___ Recorded information
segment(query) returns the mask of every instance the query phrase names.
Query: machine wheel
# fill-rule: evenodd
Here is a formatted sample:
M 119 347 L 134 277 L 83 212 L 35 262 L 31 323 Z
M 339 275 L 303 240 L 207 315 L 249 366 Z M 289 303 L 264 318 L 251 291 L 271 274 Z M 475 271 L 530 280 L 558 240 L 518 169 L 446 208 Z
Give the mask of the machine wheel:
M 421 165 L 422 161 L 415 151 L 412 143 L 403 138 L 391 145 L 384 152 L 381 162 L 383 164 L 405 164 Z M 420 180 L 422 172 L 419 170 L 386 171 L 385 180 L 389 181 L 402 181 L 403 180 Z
______
**Written exercise:**
Reproduce every line of the listing above without any changes.

**Full answer:**
segment(query) returns the mask of every instance the query phrase names.
Query: machine wheel
# fill-rule: evenodd
Here is a formatted sample:
M 119 347 L 134 277 L 83 212 L 35 262 L 31 323 Z
M 339 275 L 303 240 L 207 315 L 249 366 Z M 289 303 L 264 318 L 251 291 L 271 274 Z M 475 271 L 530 280 L 558 240 L 518 169 L 446 208 Z
Give the mask of the machine wheel:
M 421 165 L 422 161 L 415 151 L 412 143 L 403 138 L 391 145 L 384 152 L 381 162 L 383 164 L 405 164 Z M 420 180 L 422 172 L 419 170 L 386 171 L 385 180 L 389 181 L 402 181 L 403 180 Z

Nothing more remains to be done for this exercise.